» Tarefas obrigatórias
1. Segundo o trecho do documento, quantos quilos Thiago emagreceu com o acompanhamento nutricional?
2. Liste, por favor, todas as pessoas mencionadas pelo nome no trecho do documento.

Espirito Outdoor: na preparação da prova, como foi a sua alimentação? Teve acompanhamento de nutricionista, usou suplementos?
Flavia: Eu não acompanhei com nutricionista. Não usava suplementos ate final do ano passado. Quando realmente percebi que precisava. Mesmo assim sempre que podia tentava suplementar com comida. Principalmente as de alto teor de caloria. Adiantou bem para mim.. Mas como médica (endocrinologista) tenho uma boa noção de comer certo, acredito realmente que um nutricionista ajuda bastante quem não está nessa área.
Thiago: Fiz acompanhamento com o nutricionista Fernando Loria, emagreci uns 14 quilos. Usava suplemento so quando sentia necessidade. Whey para dormir e endurox só nos últimos 3 meses de precação.

» Dados fornecidos
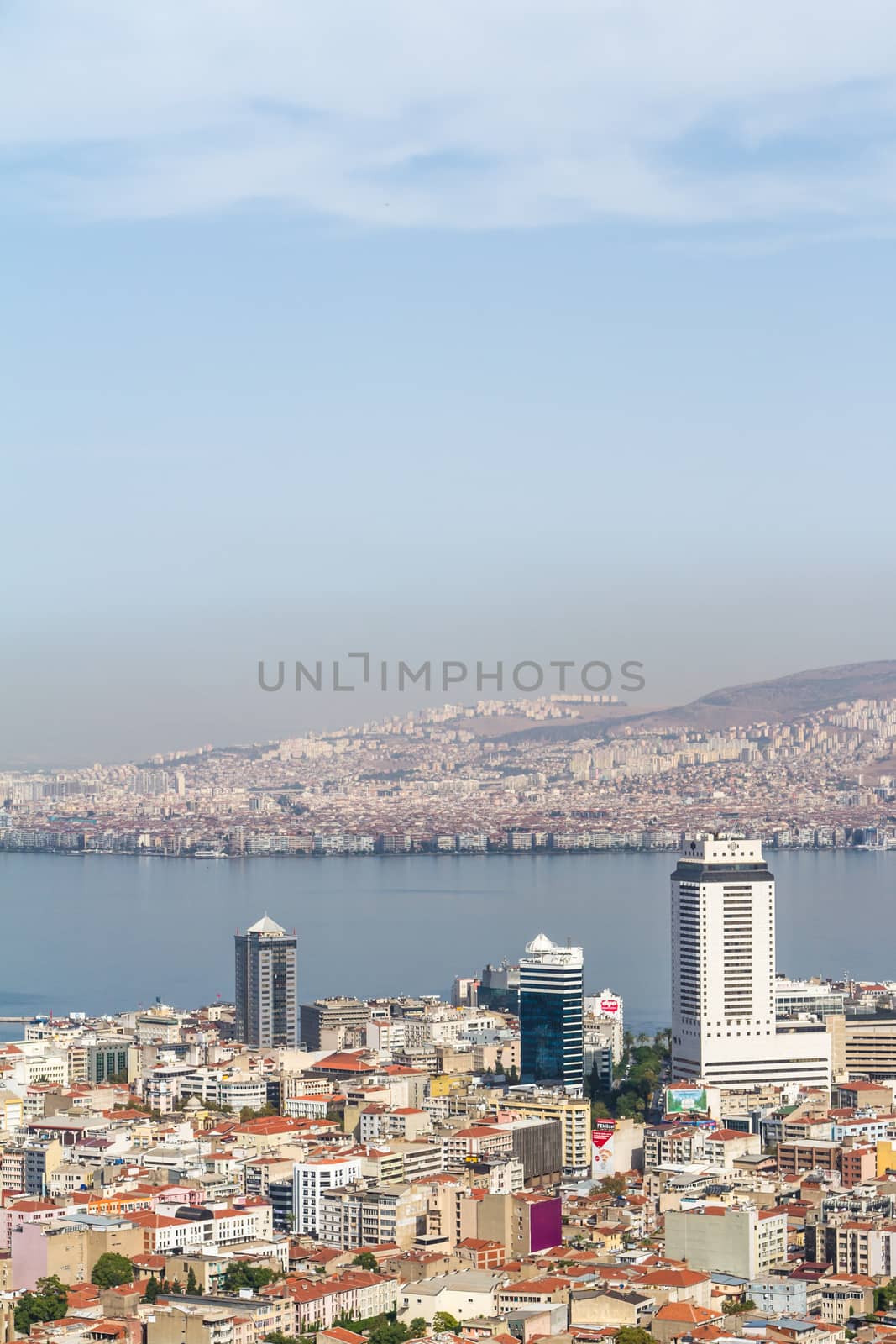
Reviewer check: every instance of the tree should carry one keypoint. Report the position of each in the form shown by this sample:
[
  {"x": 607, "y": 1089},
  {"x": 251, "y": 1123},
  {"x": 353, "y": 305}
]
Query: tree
[
  {"x": 365, "y": 1260},
  {"x": 47, "y": 1303},
  {"x": 112, "y": 1270},
  {"x": 614, "y": 1186},
  {"x": 633, "y": 1335}
]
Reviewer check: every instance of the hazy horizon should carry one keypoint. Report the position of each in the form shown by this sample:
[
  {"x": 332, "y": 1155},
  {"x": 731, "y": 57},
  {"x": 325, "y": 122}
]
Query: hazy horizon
[{"x": 540, "y": 333}]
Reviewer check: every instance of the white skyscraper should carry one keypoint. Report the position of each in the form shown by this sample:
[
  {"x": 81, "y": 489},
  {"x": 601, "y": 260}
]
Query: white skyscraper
[{"x": 723, "y": 974}]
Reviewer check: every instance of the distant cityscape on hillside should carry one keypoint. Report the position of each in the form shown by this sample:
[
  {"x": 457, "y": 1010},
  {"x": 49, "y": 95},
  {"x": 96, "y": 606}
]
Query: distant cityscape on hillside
[{"x": 553, "y": 774}]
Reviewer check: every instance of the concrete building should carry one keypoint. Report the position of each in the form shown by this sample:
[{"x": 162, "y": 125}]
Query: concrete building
[
  {"x": 311, "y": 1180},
  {"x": 466, "y": 1294},
  {"x": 333, "y": 1023},
  {"x": 266, "y": 985},
  {"x": 725, "y": 1027},
  {"x": 574, "y": 1119},
  {"x": 743, "y": 1241},
  {"x": 369, "y": 1215}
]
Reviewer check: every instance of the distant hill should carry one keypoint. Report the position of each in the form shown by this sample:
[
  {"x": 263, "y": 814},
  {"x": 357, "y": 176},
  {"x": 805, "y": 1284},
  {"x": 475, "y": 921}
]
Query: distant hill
[{"x": 755, "y": 702}]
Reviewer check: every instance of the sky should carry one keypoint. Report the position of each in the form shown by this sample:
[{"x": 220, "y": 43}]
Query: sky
[{"x": 546, "y": 329}]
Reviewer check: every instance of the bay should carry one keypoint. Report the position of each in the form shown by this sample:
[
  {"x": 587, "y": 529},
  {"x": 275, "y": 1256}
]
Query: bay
[{"x": 102, "y": 933}]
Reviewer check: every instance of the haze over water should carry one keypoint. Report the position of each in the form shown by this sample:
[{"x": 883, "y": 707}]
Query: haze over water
[{"x": 105, "y": 933}]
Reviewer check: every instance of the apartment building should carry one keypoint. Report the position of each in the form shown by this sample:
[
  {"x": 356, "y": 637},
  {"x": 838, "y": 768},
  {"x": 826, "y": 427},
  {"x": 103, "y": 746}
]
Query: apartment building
[{"x": 735, "y": 1240}]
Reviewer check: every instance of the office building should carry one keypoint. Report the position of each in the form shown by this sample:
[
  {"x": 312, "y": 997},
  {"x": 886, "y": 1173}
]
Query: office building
[
  {"x": 266, "y": 992},
  {"x": 335, "y": 1025},
  {"x": 551, "y": 1015},
  {"x": 725, "y": 1026},
  {"x": 499, "y": 988}
]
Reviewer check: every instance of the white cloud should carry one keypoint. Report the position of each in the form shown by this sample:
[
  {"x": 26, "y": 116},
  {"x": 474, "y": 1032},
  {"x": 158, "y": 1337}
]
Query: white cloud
[{"x": 459, "y": 113}]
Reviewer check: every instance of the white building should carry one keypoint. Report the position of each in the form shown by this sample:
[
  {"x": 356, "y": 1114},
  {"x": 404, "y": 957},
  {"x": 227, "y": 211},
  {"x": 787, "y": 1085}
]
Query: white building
[
  {"x": 311, "y": 1180},
  {"x": 604, "y": 1016},
  {"x": 725, "y": 1026}
]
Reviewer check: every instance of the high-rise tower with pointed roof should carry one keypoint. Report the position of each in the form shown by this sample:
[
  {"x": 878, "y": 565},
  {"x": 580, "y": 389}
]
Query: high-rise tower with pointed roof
[
  {"x": 266, "y": 985},
  {"x": 551, "y": 1016}
]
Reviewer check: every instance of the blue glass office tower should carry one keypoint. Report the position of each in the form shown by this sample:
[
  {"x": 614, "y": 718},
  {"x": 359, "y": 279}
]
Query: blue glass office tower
[{"x": 551, "y": 1015}]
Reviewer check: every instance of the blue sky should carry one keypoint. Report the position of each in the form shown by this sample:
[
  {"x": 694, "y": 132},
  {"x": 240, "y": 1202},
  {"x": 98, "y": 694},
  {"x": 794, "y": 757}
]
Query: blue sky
[{"x": 512, "y": 331}]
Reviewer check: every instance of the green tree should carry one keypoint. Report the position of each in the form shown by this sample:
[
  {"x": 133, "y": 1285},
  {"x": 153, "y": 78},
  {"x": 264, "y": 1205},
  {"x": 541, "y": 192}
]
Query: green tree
[
  {"x": 112, "y": 1270},
  {"x": 633, "y": 1335},
  {"x": 614, "y": 1186},
  {"x": 367, "y": 1261},
  {"x": 47, "y": 1303}
]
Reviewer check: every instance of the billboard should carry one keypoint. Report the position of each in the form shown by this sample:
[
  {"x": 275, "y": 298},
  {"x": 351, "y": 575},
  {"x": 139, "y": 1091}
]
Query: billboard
[
  {"x": 681, "y": 1100},
  {"x": 602, "y": 1148}
]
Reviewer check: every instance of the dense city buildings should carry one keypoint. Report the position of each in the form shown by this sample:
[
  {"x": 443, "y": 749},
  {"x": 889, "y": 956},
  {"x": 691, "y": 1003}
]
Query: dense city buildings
[
  {"x": 551, "y": 1015},
  {"x": 266, "y": 985},
  {"x": 520, "y": 777},
  {"x": 407, "y": 1167}
]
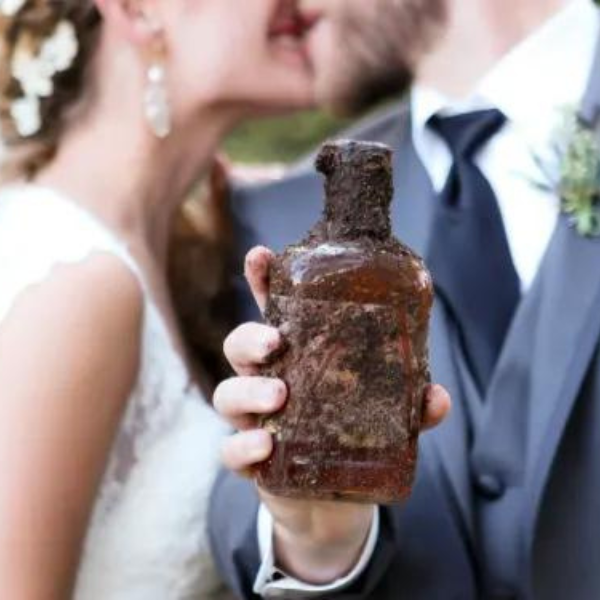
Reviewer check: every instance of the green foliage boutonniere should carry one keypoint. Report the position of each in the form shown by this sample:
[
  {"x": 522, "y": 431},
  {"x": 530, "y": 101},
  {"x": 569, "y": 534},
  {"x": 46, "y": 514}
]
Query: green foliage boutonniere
[{"x": 577, "y": 149}]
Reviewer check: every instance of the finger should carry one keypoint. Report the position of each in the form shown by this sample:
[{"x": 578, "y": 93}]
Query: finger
[
  {"x": 243, "y": 450},
  {"x": 251, "y": 345},
  {"x": 258, "y": 263},
  {"x": 436, "y": 406},
  {"x": 240, "y": 399}
]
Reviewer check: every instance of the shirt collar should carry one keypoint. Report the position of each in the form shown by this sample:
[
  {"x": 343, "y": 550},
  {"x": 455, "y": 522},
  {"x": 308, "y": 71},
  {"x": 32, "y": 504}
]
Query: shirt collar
[{"x": 534, "y": 81}]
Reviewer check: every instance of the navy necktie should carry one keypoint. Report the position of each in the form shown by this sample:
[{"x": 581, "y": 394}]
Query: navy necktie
[{"x": 469, "y": 255}]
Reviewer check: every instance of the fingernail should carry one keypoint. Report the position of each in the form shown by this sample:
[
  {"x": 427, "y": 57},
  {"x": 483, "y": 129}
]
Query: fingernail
[
  {"x": 259, "y": 445},
  {"x": 274, "y": 393}
]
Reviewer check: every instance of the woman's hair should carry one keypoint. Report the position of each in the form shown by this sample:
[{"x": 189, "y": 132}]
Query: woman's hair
[
  {"x": 31, "y": 26},
  {"x": 200, "y": 239}
]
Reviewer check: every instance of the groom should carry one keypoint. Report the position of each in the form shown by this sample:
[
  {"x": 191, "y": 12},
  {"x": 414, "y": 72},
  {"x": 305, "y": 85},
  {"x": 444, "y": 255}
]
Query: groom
[{"x": 507, "y": 496}]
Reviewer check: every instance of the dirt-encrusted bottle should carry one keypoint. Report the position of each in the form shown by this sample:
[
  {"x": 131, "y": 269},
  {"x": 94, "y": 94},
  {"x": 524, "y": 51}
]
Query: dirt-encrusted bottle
[{"x": 354, "y": 305}]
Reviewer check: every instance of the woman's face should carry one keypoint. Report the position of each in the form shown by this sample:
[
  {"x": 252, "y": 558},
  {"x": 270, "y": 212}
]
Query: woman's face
[{"x": 249, "y": 55}]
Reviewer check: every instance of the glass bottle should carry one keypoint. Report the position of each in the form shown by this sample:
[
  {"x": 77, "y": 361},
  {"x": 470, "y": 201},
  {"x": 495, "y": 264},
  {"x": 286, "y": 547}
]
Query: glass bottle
[{"x": 353, "y": 304}]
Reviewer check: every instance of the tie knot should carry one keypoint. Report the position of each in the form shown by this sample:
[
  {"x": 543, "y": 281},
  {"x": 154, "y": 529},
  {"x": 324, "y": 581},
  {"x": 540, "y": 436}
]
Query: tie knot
[{"x": 467, "y": 133}]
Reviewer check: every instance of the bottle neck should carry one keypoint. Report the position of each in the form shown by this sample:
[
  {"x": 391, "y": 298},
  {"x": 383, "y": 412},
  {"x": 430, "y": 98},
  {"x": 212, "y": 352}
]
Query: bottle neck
[{"x": 357, "y": 204}]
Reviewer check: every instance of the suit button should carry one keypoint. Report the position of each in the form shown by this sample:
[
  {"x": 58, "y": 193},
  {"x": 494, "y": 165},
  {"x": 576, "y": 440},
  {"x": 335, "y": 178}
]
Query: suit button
[{"x": 489, "y": 486}]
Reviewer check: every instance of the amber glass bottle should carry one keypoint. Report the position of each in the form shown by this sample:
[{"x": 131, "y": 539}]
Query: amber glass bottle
[{"x": 354, "y": 305}]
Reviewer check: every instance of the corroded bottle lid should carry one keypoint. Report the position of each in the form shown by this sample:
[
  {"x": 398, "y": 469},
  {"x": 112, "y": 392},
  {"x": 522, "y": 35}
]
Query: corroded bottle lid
[{"x": 358, "y": 188}]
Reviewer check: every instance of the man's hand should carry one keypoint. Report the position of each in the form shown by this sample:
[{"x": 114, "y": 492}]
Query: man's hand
[{"x": 316, "y": 542}]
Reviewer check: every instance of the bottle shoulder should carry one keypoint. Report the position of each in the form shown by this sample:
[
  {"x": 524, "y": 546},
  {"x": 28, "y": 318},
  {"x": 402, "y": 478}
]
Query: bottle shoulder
[{"x": 357, "y": 271}]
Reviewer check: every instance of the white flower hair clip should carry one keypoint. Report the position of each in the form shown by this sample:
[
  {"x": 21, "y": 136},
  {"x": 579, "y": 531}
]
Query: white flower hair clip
[
  {"x": 9, "y": 8},
  {"x": 35, "y": 73}
]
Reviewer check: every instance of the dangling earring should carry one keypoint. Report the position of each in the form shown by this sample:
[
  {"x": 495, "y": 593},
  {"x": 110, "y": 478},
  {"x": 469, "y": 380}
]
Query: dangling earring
[{"x": 157, "y": 107}]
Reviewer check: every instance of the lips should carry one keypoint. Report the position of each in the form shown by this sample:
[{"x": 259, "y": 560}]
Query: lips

» Respostas por tarefa
1. Cerca de 14 quilos.

2. Flavia, Thiago, Fernando Loria